- _Trecho selecionado_:
★ ★ ★ ★ ★

O retorno de João Capiberibe (PSB-AP) ao Senado foi saudado pelos parlamentares de esquerda e por grande parte da plateia que estava ontem nas galerias do Senado. É, de fato, algo a ser saudado: Capiberibe é um político diferenciado. Homem de convicções de esquerda, perseguido pela ditadura militar, autor de uma lei importantíssima, a Lei da Transparência, que obriga que as administrações – em todos os níveis, federal, estaduais e municipais – publiquem informações sobre os seus gastos.
Capiberibe só tomou posse como senador agora porque estava inicialmente barrado pela Lei da Ficha Limpa. Antes das eleições do ano passado, ele e sua mulher, a deputada Janete Capiberibe (PSB-AP), tinham sido cassados num controvertido processo por compra de votos. Condenado no processo pelo Tribunal Superior Eleitoral (TSE), Capiberibe perdeu parte de seu mandato anterior como senador e, como fora condenado por um órgão colegiado da justiça, estava, conforme a Lei da Ficha Limpa, inelegível. Capi, como é chamado, voltou agora ao Senado por conta da confusão que o Supremo Tribunal Federal fez no julgamento da ficha limpa: deixou a eleição acontecer sem regra e, depois, decidiu que a lei não valia para as eleições do ano passado. Assim, candidatos que estavam enquadrados na lei, como Capiberibe, disputaram sub-júdice e, com a decisão final do STF, recorreram para poder ser diplomados e tomar posse.
O caso de Capiberibe sempre provocou incômodo nos defensores da ficha limpa. Porque havia a desconfiança de que a denúncia contra ele era uma armação. Há a acusação de que as testemunhas que depuseram contra ele e Janete foram compradas. Se assim foi, Capiberibe tem todo o direito de se considerar vítima, e de comemorar, como comemorou, seu retorno ao Senado. Mas Capiberibe pisou feio na bola quando resolveu criticar, por conta do seu caso, a Lei da Ficha Limpa, numa entrevista exclusiva que concedeu ao Congresso em Foco.
Na entrevista, Capiberibe diz que o problema da Lei da Ficha Limpa é que ela judicializa a escolha do eleitor. E ele diz, então, que o eleitor, caso queira, tem todo direito de votar num candidato desonesto, e ninguém pode questionar ou coibir esse direito.
O senador do Amapá faz aí uma simplificação meio absurda do cenário político brasileiro. Como se nós vivêssemos numa democracia plena, imaculada. Uma simplificação que ignora problemas complexos, que João Capiberibe não tem o direito de ignorar. Bastaria a ele olhar para alguns companheiros da sua própria bancada do Amapá para concluir que a escolha do eleitor no Brasil ainda não é tão livre assim como se gostaria.
Em primeiro lugar, a democracia brasileira, por conta dos nossos seguidos intervalos autoritários, ainda está em processo de maturação. Em segundo lugar, sua construção tem sido uma briga constante em busca de maior espaço da sociedade, que a elite política briga para não entregar de jeito nenhum.

★ ★ ★ ★ ★

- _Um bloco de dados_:

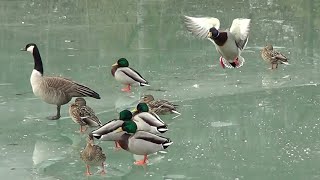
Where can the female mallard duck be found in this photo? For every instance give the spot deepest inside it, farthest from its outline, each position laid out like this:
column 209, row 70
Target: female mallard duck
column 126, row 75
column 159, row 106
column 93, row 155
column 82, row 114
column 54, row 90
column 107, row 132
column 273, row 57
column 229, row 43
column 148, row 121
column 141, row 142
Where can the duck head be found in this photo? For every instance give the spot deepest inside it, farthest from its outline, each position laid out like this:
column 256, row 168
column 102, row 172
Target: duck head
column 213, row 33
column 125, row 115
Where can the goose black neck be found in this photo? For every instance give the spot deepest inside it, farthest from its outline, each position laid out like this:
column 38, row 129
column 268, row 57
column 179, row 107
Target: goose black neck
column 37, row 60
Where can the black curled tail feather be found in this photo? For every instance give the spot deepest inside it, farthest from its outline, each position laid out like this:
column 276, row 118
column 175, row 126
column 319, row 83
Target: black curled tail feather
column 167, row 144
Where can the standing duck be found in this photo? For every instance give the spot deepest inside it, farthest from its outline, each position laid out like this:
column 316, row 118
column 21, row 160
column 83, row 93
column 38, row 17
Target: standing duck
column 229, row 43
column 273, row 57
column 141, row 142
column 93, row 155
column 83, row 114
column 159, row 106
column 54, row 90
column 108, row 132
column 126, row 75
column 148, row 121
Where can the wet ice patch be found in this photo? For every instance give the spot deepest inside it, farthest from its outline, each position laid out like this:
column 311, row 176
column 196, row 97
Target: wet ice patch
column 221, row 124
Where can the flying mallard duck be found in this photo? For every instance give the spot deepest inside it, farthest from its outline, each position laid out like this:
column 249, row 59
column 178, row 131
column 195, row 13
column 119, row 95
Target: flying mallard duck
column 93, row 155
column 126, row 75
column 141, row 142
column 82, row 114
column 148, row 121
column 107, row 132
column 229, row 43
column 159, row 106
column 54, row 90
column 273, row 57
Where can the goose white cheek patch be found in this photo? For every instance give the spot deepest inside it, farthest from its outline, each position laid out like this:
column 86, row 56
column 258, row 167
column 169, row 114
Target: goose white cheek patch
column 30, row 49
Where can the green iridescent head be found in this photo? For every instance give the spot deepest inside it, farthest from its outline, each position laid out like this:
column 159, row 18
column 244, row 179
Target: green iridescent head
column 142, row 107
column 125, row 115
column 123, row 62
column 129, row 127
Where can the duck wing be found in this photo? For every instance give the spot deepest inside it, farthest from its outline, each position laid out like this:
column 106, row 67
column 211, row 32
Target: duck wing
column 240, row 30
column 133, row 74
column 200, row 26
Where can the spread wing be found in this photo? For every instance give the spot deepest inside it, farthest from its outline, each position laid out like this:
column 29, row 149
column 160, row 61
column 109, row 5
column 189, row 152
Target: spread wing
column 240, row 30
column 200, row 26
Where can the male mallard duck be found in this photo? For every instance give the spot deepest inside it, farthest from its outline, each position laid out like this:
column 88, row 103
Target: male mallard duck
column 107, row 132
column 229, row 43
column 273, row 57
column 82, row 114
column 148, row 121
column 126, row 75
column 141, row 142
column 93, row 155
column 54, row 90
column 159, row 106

★ ★ ★ ★ ★

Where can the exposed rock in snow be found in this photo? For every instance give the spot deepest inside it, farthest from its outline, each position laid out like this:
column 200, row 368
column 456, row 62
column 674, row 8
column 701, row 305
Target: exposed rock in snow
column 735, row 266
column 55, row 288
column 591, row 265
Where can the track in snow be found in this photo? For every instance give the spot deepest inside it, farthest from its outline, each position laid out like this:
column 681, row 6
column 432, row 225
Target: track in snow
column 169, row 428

★ ★ ★ ★ ★

- _Tarefa 1_: Reproduza, sem nenhuma alteração, as linhas da listagem entre a que contém "Where can the black" e a que contém "column 221, row 124", inclusive.
- _Tarefa 2_: Retome o texto sobre a volta de João Capiberibe ao Senado e prossiga a partir da última frase apresentada.
O texto e a listagem são materiais independentes entre si.

- _Resposta 1_:
Where can the black curled tail feather be found in this photo? For every instance give the spot deepest inside it, farthest from its outline, each position laid out like this:
column 276, row 118
column 175, row 126
column 319, row 83
Target: black curled tail feather
column 167, row 144
Where can the standing duck be found in this photo? For every instance give the spot deepest inside it, farthest from its outline, each position laid out like this:
column 316, row 118
column 21, row 160
column 83, row 93
column 38, row 17
Target: standing duck
column 229, row 43
column 273, row 57
column 141, row 142
column 93, row 155
column 83, row 114
column 159, row 106
column 54, row 90
column 108, row 132
column 126, row 75
column 148, row 121
Where can the wet ice patch be found in this photo? For every instance give the spot deepest inside it, farthest from its outline, each position laid out like this:
column 311, row 176
column 196, row 97
Target: wet ice patch
column 221, row 124

- _Resposta 2_:
Nos primeiros anos da nossa República, era preciso ter dinheiro para votar e ser votado. A participação política exigia uma comprovação de renda. Ou seja: a política era um jogo apenas da elite brasileira. Somente após a Constituição de 1988 o analfabeto passou a ter direito a voto. Hoje, temos 14 milhões de analfabetos, o que significa que a cidadania até outro dia ainda estava vetada a quase 10% da população brasileira.
A consequência do formato dessa nossa construção política é que o cidadão comum passou a sentir-se alheio a esse jogo. Ainda hoje, não são poucos os que desconhecem a força que tem seu voto. Imaginar-se candidato, então, nem pensar.
Até porque, na maioria dos casos, a maior parte das pessoas não conseguiria mesmo se tornar candidata a um cargo eletivo. Porque precisaria submeter-se às exigências dos partidos, em eleições que são caríssimas. Eleger um deputado federal em qualquer cidade grande já custa mais de R$ 1 milhão.
Então, por mais que tenha evoluído nesses 122 anos de República com apenas 86 anos de democracia, o jogo político continua sendo um jogo das elites, na maior parte dos casos.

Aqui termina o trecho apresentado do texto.